>>>

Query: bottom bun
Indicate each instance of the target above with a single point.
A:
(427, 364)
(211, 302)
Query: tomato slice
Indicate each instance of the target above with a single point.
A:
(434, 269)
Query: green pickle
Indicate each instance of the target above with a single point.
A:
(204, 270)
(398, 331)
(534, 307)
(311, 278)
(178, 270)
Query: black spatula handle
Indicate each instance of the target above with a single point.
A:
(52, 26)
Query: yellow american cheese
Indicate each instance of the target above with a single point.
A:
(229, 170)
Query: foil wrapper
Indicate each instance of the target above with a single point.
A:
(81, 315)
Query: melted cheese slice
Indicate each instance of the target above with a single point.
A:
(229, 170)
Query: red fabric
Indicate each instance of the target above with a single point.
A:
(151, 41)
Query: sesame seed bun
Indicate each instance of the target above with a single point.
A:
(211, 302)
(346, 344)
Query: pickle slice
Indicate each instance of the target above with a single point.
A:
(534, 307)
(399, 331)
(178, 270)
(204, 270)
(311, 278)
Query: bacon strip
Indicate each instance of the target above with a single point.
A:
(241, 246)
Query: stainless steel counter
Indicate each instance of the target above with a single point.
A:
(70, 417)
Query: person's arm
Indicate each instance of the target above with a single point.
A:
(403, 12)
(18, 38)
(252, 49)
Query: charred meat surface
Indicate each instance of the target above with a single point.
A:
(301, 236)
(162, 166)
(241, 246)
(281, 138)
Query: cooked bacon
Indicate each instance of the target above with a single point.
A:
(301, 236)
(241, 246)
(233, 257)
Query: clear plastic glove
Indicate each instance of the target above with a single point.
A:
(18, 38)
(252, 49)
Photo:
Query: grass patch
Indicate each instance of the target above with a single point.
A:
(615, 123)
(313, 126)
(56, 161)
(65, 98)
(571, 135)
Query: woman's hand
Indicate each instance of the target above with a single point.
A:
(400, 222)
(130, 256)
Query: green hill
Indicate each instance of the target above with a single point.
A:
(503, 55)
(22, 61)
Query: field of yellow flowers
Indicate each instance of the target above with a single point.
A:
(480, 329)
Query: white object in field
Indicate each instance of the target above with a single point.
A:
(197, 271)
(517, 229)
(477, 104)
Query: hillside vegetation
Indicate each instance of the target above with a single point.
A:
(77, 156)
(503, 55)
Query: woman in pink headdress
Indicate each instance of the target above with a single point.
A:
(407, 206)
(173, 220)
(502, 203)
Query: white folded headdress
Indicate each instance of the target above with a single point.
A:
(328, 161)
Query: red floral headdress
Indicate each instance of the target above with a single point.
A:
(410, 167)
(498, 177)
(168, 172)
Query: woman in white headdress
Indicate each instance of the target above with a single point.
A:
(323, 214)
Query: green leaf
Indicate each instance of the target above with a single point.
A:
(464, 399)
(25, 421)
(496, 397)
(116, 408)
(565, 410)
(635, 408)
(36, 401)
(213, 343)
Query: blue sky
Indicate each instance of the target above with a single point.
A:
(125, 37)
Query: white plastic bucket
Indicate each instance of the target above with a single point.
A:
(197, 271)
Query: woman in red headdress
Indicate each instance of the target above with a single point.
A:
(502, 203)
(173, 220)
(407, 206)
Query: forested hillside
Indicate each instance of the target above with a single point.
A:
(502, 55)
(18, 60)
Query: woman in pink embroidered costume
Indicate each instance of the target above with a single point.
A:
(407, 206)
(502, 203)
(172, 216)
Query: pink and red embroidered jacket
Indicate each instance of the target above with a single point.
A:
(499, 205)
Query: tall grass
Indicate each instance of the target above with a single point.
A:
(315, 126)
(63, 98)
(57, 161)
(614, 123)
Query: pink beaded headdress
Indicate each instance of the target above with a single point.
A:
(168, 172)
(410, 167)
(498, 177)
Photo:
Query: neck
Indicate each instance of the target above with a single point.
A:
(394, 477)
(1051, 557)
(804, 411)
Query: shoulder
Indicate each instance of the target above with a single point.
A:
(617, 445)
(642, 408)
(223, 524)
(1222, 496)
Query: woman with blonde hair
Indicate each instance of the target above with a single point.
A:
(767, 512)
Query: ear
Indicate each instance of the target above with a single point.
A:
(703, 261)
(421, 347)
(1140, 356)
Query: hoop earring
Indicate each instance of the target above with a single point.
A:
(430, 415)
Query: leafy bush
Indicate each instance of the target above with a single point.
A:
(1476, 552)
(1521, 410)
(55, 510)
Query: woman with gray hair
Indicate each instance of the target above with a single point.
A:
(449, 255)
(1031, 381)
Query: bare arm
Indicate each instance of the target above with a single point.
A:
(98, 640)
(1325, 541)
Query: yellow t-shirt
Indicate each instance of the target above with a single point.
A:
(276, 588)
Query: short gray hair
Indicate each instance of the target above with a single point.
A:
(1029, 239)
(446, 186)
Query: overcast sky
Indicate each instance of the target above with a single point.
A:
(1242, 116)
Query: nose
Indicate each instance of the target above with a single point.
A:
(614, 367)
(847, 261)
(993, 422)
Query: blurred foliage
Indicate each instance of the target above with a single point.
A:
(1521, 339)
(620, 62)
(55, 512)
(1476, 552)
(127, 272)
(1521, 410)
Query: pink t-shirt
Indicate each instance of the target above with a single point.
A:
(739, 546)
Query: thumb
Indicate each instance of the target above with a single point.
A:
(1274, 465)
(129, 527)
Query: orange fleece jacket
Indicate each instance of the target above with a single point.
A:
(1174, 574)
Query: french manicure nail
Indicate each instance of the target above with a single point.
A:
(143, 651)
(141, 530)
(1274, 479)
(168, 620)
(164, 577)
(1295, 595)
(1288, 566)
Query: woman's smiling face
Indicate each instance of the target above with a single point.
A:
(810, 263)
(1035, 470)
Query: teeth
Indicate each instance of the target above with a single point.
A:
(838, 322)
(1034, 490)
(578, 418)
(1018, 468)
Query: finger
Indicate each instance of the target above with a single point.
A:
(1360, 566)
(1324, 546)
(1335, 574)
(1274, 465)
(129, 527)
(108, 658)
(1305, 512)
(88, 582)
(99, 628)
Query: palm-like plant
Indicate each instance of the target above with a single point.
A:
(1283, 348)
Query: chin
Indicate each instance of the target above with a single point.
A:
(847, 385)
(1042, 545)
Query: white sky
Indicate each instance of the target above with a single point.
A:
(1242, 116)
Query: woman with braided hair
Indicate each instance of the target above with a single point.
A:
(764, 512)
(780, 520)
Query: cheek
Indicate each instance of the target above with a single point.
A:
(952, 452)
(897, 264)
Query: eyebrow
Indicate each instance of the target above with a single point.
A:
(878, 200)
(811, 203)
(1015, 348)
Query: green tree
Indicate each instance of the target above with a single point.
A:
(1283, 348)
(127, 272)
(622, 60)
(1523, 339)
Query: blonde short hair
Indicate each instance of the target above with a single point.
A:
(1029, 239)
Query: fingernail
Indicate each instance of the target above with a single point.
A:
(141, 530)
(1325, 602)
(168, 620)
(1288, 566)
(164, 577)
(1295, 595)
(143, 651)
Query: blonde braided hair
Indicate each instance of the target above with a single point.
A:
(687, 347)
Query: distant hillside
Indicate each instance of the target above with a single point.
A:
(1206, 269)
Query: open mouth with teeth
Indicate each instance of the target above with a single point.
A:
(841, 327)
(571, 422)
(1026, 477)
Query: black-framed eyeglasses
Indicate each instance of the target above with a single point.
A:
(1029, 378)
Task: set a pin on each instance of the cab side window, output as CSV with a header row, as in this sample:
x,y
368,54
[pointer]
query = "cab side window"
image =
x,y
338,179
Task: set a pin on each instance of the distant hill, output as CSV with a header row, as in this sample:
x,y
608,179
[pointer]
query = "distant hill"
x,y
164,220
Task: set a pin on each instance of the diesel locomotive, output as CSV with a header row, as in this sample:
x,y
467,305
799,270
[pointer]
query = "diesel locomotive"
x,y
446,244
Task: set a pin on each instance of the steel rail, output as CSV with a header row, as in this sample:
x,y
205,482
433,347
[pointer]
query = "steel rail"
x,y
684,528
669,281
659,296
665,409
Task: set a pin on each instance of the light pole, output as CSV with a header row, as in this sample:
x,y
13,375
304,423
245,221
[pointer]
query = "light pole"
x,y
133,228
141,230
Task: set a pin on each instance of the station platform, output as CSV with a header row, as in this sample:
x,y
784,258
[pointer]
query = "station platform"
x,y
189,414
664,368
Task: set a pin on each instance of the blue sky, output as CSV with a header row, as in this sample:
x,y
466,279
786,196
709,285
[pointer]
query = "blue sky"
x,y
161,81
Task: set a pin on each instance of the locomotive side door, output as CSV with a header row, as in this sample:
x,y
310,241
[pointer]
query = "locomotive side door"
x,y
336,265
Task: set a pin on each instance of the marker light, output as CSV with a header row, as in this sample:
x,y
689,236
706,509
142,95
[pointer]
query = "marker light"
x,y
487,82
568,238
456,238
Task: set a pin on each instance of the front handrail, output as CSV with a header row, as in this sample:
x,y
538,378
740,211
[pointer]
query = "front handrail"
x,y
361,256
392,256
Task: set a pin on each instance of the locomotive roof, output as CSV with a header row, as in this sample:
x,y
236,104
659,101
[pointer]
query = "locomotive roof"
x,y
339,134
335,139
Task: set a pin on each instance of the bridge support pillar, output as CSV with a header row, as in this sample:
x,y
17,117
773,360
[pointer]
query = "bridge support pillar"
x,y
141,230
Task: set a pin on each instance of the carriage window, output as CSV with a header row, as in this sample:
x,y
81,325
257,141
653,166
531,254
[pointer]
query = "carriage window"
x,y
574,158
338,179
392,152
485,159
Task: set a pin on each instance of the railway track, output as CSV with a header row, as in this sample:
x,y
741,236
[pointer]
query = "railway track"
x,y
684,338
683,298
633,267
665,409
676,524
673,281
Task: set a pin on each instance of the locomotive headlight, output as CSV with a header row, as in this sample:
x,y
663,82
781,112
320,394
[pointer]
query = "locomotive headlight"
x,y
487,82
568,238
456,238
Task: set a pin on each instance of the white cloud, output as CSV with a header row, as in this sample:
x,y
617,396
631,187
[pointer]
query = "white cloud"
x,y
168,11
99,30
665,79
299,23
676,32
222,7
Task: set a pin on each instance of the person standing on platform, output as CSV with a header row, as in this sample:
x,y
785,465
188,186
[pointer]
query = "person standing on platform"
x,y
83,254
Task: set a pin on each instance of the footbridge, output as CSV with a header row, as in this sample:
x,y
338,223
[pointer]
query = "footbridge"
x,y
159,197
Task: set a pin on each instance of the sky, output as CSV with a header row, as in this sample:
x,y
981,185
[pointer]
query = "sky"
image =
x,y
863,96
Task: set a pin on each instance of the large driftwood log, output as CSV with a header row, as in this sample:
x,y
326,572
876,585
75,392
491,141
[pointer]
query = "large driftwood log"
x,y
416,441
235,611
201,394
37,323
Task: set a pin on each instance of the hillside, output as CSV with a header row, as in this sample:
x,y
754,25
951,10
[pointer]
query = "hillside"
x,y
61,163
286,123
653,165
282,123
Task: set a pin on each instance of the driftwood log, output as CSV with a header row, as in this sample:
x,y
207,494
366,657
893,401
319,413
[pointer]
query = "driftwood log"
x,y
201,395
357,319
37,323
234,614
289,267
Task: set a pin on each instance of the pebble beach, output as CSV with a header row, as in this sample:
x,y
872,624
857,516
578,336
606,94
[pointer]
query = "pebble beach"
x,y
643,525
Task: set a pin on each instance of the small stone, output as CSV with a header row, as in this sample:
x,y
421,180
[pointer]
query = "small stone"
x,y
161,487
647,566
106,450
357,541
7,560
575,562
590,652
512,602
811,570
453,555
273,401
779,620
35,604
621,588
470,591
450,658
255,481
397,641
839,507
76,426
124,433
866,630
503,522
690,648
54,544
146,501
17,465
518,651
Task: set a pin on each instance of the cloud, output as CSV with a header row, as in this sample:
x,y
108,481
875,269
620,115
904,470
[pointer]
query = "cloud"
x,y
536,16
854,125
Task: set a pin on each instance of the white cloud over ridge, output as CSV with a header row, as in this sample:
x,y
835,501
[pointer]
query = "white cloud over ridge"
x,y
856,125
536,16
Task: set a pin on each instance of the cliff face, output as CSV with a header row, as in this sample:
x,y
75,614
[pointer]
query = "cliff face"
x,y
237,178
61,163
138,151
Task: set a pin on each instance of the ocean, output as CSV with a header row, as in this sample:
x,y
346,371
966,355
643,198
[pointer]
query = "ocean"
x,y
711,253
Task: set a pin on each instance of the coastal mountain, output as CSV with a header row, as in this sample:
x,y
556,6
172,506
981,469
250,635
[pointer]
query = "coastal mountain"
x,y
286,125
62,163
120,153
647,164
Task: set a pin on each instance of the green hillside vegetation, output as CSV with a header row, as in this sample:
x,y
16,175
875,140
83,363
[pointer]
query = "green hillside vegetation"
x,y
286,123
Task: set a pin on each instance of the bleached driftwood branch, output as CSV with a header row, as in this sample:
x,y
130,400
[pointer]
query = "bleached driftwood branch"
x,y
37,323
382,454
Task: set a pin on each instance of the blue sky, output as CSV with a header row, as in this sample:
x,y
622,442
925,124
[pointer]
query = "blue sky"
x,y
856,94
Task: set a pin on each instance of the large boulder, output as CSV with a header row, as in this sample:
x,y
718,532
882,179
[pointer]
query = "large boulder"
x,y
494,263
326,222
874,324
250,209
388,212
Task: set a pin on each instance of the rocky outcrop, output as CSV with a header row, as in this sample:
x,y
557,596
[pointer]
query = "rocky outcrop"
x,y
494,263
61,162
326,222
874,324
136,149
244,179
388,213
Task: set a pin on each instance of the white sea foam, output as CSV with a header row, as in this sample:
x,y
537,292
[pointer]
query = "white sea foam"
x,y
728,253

<<<

→ Activity: Nothing but the lines from the beginning of the records through the line with "Query: sesame seed bun" should appear, each printed exactly.

→ Result of this task:
Query: bottom bun
Indicate each instance of the target above with a single point.
A:
(427, 364)
(211, 302)
Query: tomato slice
Indicate each instance of the target above with a single point.
A:
(434, 269)
Query: green pickle
Indicate each instance of the target above with a single point.
A:
(204, 270)
(398, 331)
(534, 307)
(311, 278)
(178, 270)
Query: black spatula handle
Indicate each instance of the target above with a single point.
A:
(52, 26)
Query: yellow american cheese
Indicate each instance of the target above with a single point.
A:
(229, 170)
Query: foil wrapper
Indicate each instance of the target above with a single point.
A:
(81, 315)
Query: melted cheese slice
Indicate each instance of the target above with a single point.
A:
(229, 170)
Query: red fabric
Indicate each instance of the target above with a single point.
A:
(151, 41)
Query: sesame seed bun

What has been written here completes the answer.